■ What to work on
The answer must be an exact transcription of every record.
* * *
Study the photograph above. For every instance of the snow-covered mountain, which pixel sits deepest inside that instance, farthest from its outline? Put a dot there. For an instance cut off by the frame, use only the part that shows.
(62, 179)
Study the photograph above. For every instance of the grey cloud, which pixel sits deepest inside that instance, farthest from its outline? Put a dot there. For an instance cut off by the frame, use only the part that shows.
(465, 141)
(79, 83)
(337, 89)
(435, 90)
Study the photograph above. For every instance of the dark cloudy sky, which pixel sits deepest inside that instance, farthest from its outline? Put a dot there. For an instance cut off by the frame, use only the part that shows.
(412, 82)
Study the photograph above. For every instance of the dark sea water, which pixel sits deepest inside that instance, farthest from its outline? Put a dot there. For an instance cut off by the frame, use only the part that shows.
* * *
■ Answer to the exercise
Study the photograph above. For every instance of the snow-covered mountain, which pixel sits deepest inside that instance, farthest from its outline? Put a dot there. For an instance cut off by the frame, use only the part that shows.
(62, 179)
Study the photograph above. For every instance of the grey cloud, which pixel sits deepest inside that instance, farthest from its outline? Put a dot there. For an instance cut off by the frame, use only the part that shows.
(465, 141)
(79, 83)
(337, 89)
(435, 90)
Study the photograph above. For every instance of the dark cloudy sky, which pixel sits deepest inside that instance, farthest from its outline? Put a dot there. For an instance cut off by the frame, use only the part that shows.
(412, 82)
Study the photograph above. For every instance of the dark sea water, which pixel sits deepest inside that instance, farthest from its outline? Put a dot there. For an instance cut off by the frame, use only the part that shows.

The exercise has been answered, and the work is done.